- [Given exercise]: Select and copy every line of the entries below that contains the word "blue", with case counting.

- [Exercise materials]:

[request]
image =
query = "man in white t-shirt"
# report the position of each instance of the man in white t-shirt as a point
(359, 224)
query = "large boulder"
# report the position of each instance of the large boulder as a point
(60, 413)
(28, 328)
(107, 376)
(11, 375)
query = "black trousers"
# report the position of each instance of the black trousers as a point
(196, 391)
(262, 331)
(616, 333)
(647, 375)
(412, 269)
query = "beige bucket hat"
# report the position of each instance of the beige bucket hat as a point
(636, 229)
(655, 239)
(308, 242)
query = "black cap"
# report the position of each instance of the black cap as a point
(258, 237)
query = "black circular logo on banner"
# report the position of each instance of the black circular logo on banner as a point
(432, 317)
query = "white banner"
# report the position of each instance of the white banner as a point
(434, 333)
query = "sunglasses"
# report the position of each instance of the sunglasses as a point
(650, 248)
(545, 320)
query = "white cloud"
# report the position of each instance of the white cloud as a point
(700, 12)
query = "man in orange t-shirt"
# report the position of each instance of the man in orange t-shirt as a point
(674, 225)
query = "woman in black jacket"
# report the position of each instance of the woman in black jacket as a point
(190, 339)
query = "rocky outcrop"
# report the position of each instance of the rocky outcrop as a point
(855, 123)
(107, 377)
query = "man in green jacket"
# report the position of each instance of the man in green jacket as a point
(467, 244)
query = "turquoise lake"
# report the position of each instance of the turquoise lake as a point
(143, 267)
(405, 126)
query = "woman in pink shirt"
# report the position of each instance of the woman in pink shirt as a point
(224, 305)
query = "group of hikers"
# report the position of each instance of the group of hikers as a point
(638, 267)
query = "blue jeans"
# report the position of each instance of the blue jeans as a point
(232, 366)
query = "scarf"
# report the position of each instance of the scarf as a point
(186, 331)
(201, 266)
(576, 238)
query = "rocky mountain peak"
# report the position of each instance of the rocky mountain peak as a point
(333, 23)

- [Response to the task]:
query = "blue jeans"
# report the position of each instance of the blue jeans as a point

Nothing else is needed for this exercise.